• Yapılacak işler:
• a. İstatistik üzerine metinde, dünyada en fazla uluslararası tarifeli yolcu taşıyan havayolu olarak hangisinin adı geçiyor?
• b. İstatistik üzerine metinde "Öyle bir devirde" sözlerini içeren yerle başlayıp "başka ilginç nokta." ile biten bölümü hiç değiştirmeden aktarın.
• c. İstatistik üzerine metni kaldığı noktadan devam ettirin.

• Metin:
+--

KAZ VE İSTATİSTİK
Üç çeşit yalan vardır diyor Mark Twain,
“Yalanlar, kahrolası yalanlar ve istatistikler” (“Lies, Damn Lies and
Statistics”).
Öyle bir devirde yaşıyoruz ki her gün birçok istatistik basın ya da diğer
haber kaynakları tarafından sürekli bizlere sunuluyor. Tabii ki bu
istatistiklerin zaman zaman bir çok kişi ya da kurum
tarafından kendisini ön plana çıkarmak ya da reklamını yapmak amacıyla
kullanılması da mümkün.
Örneğin Ryanair’ın dünyada en fazla uluslararası tarifeli yolcu taşıyan
havayolu olması bu ilginç istatistiklerden sadece bir tanesi. Aynı havayolunun
uyguladığı düşük maliyetli ve doğal olarak düşük gelirli operasyon nedeniyle
elde ettiği gelir açısından bakıldığında dünyadaki ilk on şirket arasına bile
girememesi de bir başka ilginç nokta.

+--

• Gösterilen bilgiler:
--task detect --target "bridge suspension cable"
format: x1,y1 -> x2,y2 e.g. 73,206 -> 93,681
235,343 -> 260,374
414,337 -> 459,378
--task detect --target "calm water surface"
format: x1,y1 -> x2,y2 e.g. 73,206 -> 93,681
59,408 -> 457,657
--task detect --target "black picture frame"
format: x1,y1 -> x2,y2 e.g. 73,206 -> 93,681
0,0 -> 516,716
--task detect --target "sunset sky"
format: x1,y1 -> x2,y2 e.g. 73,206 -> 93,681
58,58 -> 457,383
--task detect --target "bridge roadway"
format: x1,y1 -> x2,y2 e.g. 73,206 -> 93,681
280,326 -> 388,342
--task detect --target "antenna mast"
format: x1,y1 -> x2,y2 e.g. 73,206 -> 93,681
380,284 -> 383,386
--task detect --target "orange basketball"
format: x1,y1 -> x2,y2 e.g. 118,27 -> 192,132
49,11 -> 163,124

+--

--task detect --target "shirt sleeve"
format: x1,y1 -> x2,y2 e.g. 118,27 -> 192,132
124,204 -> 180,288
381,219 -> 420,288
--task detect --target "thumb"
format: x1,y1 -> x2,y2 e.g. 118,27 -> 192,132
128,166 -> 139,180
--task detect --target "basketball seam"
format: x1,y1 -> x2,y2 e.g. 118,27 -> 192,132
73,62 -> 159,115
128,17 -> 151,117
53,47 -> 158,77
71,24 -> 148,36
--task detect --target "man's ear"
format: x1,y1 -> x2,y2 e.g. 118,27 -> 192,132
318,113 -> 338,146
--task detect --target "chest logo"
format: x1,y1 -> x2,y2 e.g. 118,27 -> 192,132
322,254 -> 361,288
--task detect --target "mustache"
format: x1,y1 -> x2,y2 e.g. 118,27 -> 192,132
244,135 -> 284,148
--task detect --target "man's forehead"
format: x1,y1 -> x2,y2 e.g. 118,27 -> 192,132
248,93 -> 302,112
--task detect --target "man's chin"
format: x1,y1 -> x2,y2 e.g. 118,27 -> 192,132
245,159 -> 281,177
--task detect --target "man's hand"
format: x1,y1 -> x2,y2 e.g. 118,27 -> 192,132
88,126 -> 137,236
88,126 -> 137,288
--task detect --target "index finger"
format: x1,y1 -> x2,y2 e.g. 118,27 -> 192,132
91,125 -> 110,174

+--

• İş sonuçları:
• a. Ryanair.

• b.
Öyle bir devirde yaşıyoruz ki her gün birçok istatistik basın ya da diğer
haber kaynakları tarafından sürekli bizlere sunuluyor. Tabii ki bu
istatistiklerin zaman zaman bir çok kişi ya da kurum
tarafından kendisini ön plana çıkarmak ya da reklamını yapmak amacıyla
kullanılması da mümkün.
Örneğin Ryanair’ın dünyada en fazla uluslararası tarifeli yolcu taşıyan
havayolu olması bu ilginç istatistiklerden sadece bir tanesi. Aynı havayolunun
uyguladığı düşük maliyetli ve doğal olarak düşük gelirli operasyon nedeniyle
elde ettiği gelir açısından bakıldığında dünyadaki ilk on şirket arasına bile
girememesi de bir başka ilginç nokta.

• c.
Diğer taraftan da Avrupa’daki birçok havayolunun kar açıklamakta zorlandığı
bir dönemde, kar marjı bazında Ryanair dünyadaki ilk 5
şirketin arasında yer alıyor olması daha da ilginç.
2010 değerleri |
THY |
British Airways |
Ryanair |
Uçak sayısı |
148 |
238 |
232 |
Uçak tipi sayısı |
7 |
8 |
1 |
Taşıdığı Yolcu |
28.37M |
32M |
66.5 M |
Çalışan sayısı |
16,469 |
36,800 |
7,032 |
Uçtuğu hat sayısı |
167 |
155 |
940 (Evet yanlış okumadınız) |
Yıllık geliri |
4.255M€ |
9,405M€ |
2,988M€ |
Yıllık karı |
226M€ |
-625M€ (Zarar) |
318.8M€ |
Küresel
havayolu sektörünün her 10-12 yıllık periyotlarla
inişli çıkışlı bir trendi takip etmesi birçok kişi tarafından kabul edilen bir
durum.
Continental
Havayollarının yolcularını taşıyan Colgan Air’ın yaptığı kaza sonrası
Amerika’daki havayolu sektörünün irdelendiği tartışmalardan ortaya çıkan
çarpıcı sonuçlardan bazıları şöyle.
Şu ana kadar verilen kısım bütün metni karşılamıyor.